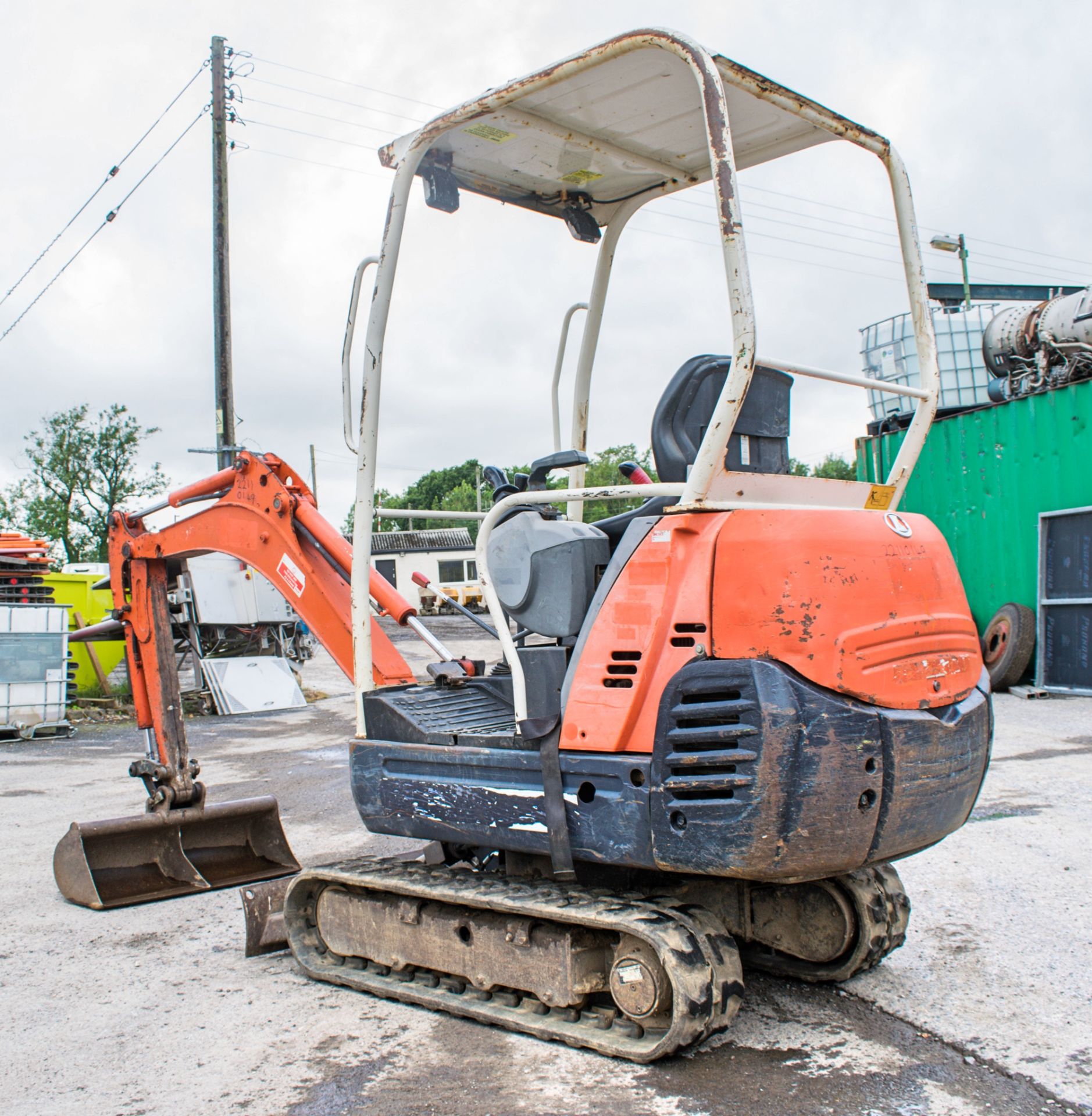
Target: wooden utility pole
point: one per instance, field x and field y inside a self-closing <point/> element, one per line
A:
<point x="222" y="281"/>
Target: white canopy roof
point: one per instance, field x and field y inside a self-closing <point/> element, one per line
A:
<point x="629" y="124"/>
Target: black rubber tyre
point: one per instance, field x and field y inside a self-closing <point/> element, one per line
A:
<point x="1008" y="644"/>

Requirements> Please copy out all the items above with "instance" swapped for "object" everywhere it appears, keeping everything else the same. Leave the pictures out.

Task output>
Target: wooden utility pole
point: one per object, field x and field y inside a self-closing <point/> element, one per line
A:
<point x="222" y="281"/>
Target: white canopy roof
point: one per object, field x and field y inside a self-closing <point/> element, one per line
A:
<point x="629" y="124"/>
Target: black rubber tyre
point: one per object, field x and field y inside a self-closing <point/> element, one per line
A:
<point x="1008" y="644"/>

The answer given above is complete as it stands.